§ **Exercise materials**
========================================
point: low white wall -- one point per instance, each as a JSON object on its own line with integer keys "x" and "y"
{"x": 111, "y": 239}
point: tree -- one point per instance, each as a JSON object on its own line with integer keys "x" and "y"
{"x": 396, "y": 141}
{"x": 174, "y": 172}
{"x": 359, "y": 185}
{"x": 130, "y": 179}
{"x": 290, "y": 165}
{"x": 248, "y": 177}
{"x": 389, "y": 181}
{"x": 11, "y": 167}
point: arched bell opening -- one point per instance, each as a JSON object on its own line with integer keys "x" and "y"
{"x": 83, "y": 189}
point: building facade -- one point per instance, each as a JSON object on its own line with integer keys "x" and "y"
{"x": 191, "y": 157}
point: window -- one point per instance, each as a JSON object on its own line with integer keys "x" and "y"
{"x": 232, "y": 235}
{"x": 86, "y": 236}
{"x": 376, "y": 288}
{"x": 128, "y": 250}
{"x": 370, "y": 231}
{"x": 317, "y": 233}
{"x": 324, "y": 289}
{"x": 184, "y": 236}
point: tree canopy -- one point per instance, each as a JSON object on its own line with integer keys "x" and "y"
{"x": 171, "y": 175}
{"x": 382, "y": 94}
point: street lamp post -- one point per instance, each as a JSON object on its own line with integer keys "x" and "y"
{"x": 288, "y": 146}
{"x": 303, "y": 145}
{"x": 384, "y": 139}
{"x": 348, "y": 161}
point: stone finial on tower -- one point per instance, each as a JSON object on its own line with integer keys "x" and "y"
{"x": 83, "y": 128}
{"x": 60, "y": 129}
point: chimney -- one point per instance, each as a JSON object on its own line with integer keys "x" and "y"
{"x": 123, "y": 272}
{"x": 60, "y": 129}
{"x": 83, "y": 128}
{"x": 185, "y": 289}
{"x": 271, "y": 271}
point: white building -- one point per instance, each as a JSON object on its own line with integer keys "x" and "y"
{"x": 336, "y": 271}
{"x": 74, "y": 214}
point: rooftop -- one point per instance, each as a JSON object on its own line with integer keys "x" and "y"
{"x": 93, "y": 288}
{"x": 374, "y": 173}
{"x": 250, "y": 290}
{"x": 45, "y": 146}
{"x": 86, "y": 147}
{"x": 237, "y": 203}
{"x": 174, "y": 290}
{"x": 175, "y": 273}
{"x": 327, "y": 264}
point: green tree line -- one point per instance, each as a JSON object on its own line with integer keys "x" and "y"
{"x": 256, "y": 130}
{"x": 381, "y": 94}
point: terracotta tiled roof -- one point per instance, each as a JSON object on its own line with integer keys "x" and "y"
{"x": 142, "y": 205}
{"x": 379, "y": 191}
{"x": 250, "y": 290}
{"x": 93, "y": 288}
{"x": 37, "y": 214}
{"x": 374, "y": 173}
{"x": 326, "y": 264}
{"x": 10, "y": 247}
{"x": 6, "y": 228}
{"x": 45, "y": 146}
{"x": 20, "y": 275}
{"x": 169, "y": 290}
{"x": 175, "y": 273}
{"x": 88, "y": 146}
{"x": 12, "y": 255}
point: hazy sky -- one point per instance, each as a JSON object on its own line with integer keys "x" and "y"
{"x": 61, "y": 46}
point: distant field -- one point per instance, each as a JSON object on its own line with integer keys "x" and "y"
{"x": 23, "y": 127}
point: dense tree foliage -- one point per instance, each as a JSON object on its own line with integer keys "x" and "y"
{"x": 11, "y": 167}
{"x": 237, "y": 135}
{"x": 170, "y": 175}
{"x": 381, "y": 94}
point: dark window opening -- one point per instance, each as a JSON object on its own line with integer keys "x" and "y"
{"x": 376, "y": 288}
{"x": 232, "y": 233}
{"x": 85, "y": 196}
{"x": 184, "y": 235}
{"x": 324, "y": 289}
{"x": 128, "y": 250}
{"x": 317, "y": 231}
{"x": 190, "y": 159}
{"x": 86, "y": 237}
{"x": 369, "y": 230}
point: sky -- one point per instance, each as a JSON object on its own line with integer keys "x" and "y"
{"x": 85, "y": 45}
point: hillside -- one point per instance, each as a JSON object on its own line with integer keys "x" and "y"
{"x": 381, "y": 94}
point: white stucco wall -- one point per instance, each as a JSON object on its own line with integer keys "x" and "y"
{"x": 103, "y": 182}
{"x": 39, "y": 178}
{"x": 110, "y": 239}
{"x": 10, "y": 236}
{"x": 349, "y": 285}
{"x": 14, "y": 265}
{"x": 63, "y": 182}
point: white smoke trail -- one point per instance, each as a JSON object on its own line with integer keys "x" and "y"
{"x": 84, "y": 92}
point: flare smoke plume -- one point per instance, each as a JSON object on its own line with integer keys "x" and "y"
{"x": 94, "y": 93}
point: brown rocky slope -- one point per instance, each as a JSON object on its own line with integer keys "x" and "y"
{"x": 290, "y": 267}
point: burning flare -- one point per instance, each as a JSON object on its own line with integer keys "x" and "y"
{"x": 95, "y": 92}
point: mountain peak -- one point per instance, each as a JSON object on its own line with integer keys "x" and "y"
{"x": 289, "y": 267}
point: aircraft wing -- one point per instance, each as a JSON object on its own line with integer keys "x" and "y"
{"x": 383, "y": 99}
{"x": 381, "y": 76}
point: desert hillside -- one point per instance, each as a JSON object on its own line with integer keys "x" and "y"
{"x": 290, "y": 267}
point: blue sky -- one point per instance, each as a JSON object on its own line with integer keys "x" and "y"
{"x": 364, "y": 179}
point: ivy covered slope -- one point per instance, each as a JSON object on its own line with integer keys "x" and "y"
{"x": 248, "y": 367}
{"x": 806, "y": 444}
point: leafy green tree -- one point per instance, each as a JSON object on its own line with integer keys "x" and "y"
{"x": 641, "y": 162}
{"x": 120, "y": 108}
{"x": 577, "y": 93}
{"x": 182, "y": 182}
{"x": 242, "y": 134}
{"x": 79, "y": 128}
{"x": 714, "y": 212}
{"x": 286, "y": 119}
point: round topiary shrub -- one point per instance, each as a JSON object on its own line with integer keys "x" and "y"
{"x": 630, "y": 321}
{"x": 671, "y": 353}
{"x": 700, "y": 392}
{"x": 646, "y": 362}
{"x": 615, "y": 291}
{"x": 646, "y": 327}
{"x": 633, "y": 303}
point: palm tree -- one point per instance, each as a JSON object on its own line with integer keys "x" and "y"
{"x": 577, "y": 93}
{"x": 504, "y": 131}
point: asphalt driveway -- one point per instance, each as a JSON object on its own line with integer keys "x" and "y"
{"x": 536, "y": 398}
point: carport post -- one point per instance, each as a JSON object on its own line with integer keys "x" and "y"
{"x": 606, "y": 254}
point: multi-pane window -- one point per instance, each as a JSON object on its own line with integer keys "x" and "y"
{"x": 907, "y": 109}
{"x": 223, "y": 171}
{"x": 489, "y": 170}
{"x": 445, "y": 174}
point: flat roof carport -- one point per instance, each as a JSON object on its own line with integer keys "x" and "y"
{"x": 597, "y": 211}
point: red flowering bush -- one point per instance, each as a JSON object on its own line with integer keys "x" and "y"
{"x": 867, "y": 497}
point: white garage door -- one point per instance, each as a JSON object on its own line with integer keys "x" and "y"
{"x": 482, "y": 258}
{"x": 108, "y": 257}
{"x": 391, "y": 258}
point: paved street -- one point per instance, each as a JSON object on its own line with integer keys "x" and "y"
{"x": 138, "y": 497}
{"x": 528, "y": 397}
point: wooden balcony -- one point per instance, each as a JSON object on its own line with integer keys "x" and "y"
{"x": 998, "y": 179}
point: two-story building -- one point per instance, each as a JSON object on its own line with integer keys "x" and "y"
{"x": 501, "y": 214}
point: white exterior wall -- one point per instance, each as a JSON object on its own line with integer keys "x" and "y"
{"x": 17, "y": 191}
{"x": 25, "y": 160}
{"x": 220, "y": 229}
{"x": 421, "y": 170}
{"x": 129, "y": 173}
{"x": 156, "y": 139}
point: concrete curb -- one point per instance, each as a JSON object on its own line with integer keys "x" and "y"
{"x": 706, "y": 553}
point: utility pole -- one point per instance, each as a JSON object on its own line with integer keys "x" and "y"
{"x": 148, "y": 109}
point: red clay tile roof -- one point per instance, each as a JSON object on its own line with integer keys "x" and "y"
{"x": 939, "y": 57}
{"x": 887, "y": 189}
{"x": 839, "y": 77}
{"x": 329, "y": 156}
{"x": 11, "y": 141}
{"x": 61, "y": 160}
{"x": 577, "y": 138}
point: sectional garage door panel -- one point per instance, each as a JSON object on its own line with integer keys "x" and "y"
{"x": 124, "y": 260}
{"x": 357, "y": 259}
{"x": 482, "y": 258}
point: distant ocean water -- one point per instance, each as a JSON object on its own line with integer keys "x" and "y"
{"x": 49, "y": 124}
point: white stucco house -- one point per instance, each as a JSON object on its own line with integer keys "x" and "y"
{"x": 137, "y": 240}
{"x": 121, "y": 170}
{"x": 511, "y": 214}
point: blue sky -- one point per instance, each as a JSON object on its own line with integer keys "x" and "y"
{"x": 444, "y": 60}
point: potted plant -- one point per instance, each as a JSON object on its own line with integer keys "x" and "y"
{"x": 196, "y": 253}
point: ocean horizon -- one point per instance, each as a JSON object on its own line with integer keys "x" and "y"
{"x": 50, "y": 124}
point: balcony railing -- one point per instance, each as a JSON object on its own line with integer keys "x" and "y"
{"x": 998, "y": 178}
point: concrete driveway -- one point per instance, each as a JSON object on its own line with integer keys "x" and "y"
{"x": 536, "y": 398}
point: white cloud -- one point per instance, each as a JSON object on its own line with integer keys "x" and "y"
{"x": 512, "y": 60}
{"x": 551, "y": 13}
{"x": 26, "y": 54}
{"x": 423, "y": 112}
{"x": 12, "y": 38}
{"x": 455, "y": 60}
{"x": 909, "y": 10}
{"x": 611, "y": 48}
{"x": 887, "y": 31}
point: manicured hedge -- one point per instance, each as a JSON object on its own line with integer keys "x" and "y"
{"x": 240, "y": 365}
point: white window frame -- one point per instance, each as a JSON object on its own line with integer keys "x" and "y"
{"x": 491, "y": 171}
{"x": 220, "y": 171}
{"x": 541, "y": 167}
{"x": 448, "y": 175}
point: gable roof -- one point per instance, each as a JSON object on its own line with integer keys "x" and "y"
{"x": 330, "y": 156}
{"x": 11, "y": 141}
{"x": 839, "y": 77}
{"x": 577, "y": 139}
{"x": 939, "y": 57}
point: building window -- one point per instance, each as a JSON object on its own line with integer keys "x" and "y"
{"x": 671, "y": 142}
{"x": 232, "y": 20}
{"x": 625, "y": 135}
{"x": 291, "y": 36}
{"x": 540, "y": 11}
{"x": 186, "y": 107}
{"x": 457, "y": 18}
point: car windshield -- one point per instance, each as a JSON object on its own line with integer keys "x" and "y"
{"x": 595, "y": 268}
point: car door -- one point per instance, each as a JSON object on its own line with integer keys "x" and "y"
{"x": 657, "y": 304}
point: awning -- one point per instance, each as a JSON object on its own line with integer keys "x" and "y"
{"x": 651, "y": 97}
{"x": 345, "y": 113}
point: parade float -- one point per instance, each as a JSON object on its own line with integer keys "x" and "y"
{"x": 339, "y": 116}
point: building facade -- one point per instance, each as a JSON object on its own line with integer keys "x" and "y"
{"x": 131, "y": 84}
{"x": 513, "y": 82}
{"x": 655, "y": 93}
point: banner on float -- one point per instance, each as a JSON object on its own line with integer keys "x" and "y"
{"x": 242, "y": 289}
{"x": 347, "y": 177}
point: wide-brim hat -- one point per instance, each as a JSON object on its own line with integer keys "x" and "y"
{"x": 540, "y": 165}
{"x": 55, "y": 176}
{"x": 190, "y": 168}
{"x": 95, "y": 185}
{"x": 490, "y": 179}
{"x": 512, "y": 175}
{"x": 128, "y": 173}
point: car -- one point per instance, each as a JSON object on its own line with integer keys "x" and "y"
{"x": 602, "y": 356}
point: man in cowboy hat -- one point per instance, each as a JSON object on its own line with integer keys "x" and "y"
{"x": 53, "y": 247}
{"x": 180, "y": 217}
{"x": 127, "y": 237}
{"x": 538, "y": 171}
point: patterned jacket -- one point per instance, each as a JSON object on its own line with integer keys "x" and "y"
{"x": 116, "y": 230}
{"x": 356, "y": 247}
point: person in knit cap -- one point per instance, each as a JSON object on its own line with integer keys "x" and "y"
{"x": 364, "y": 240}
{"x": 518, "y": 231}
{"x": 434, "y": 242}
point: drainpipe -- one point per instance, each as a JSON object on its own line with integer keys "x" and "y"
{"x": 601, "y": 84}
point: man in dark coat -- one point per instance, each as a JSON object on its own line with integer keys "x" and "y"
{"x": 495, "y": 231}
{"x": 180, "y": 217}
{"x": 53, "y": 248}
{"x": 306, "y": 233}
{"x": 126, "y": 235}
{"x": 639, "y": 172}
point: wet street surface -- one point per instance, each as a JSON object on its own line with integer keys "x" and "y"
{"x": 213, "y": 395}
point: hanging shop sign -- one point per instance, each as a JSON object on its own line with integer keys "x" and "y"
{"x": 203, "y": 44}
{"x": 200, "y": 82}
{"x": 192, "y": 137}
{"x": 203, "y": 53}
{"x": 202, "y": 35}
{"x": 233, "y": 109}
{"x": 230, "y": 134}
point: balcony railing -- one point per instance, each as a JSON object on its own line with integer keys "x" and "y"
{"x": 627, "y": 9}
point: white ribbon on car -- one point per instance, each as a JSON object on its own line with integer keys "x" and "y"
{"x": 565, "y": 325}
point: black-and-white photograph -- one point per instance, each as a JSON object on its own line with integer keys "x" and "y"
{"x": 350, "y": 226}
========================================
§ **Work instruction**
Quote, word for word, every line starting at the one that contains "point: white ribbon" and ending with the final line of the entries.

§ **Solved problem**
point: white ribbon on car -- one point per instance, each as a JSON object on its own line with integer keys "x" and "y"
{"x": 565, "y": 325}
point: black-and-white photograph -- one point per instance, each as a JSON object on its own line with integer keys "x" and "y"
{"x": 350, "y": 226}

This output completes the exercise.